*Problems to work on*
a. In the housebuilder trading updates article below, how much cash did Persimmon have in the bank?
b. Repeat word for word the part of the housebuilder trading updates article below, starting with "Persimmon, Vistry and" and going on through "period in 2019.".

*Selected passage*
━━━━
Persimmon, Vistry and MJ Gleeson issue trading updates covering the covid period
Persimmon is among a slew of listed housebuilders that have today reported sharp falls in revenue caused by the covid-19 crisis in a raft of trading updates to the City.
The UK’s most profitable housebuilder said completed sales for the first six months of the financial year to June 30 had fallen by more than a third, from 7,584 to 4,900, while its revenue fell by 32% to £1.19bn.
However, the firm said it had seen strong reservations of new homes since the market re-opened on May 13, with average weekly reservations in the last six weeks running 30% ahead of the same period in 2019.
Group chief executive Dave Jenkinson said the firm’s build programmes had now returned to normal levels of productivity, and that the firm was in a strong financial position, with £830m of cash in the bank. While he said the longer term outlook for market remained uncertain, he said: “Persimmon is in robust health, and fully able to play its part in delivering the new homes the country needs to support the UK’s recovery”
At the same time Vistry, formed at the start of the year from the merger of Bovis Homes with Linden Homes and Galliford Try Partnerships, said that private completions for the first six months of the year – also to June 30 – fell by two thirds, from 3,371 to 1,235. Within this, the sale of homes to affordable housing providers fell even more sharply, dropping by nearly 80%.
However, the firm’s partnerships business performed much more strongly, with its mixed tenure business seeing completions dropping by just 15%, and its contracting business actually delivering an increase in units completed compared the to same period last year.
Combined, revenue from the two businesses fell by 46% to hit £641m, with the firm saying it expected the drop in workload to impact margin. However, the firm said site productivity had now increased to 90%, and that sales had picked up to 0.62 per site per week since lockdown restrictions on the market had been lifted. Chief executive Greg Fitzgerald said the partnerships business had demonstrated its market resilience and had quickly accelerated productivity as lockdown restrictions eased.
He said: “This high growth, counter cyclical part of the business is a significant differentiator for the Group,” adding that “We have seen an ongoing pick up in sales over the past eight weeks with prices remaining firm, giving us a strong forward order book and confidence for the second half.”
━━━━
*Supplied records*
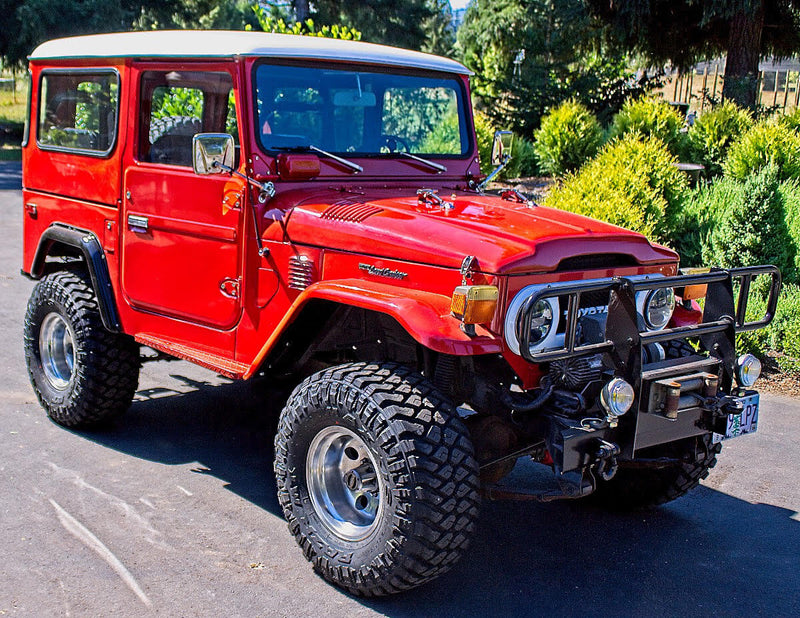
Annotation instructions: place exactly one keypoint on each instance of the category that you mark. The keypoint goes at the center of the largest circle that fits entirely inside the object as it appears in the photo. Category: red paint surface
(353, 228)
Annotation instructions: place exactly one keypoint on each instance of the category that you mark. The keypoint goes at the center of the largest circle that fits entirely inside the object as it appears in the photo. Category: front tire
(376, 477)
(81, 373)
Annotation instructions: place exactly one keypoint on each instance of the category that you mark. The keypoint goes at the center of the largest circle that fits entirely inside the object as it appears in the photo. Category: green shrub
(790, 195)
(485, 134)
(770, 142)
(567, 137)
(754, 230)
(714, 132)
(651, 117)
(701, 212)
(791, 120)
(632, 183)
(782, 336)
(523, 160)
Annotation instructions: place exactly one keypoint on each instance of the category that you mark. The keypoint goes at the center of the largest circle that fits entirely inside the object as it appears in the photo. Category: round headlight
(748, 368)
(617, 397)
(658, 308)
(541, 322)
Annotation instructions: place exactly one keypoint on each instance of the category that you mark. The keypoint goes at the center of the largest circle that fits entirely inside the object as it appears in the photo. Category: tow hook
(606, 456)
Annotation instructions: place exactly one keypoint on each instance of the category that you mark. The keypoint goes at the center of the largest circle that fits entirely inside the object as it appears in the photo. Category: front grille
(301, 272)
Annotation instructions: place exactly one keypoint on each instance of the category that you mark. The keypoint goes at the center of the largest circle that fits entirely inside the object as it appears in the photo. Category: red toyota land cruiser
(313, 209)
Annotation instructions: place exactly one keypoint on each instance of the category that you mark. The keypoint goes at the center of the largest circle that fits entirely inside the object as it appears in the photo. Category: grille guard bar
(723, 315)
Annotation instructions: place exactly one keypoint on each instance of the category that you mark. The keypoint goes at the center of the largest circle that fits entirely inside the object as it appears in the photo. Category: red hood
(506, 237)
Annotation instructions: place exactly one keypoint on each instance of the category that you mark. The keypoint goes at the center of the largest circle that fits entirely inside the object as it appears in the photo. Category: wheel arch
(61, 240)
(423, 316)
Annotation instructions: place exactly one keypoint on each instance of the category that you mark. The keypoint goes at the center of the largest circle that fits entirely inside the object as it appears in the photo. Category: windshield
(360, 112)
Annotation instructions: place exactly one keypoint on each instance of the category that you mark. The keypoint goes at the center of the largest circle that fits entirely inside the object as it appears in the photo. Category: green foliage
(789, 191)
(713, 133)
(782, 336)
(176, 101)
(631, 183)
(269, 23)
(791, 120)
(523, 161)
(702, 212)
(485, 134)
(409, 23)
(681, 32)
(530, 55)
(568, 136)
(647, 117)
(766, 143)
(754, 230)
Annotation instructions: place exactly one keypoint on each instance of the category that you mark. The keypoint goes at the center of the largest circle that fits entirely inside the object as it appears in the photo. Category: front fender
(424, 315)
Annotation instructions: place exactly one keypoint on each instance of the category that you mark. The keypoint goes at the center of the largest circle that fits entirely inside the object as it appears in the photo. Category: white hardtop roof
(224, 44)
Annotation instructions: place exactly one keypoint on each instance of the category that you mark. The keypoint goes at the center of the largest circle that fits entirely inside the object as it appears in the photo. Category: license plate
━━━━
*Per-task outputs*
a. £830m

b.
Persimmon, Vistry and MJ Gleeson issue trading updates covering the covid period
Persimmon is among a slew of listed housebuilders that have today reported sharp falls in revenue caused by the covid-19 crisis in a raft of trading updates to the City.
The UK’s most profitable housebuilder said completed sales for the first six months of the financial year to June 30 had fallen by more than a third, from 7,584 to 4,900, while its revenue fell by 32% to £1.19bn.
However, the firm said it had seen strong reservations of new homes since the market re-opened on May 13, with average weekly reservations in the last six weeks running 30% ahead of the same period in 2019.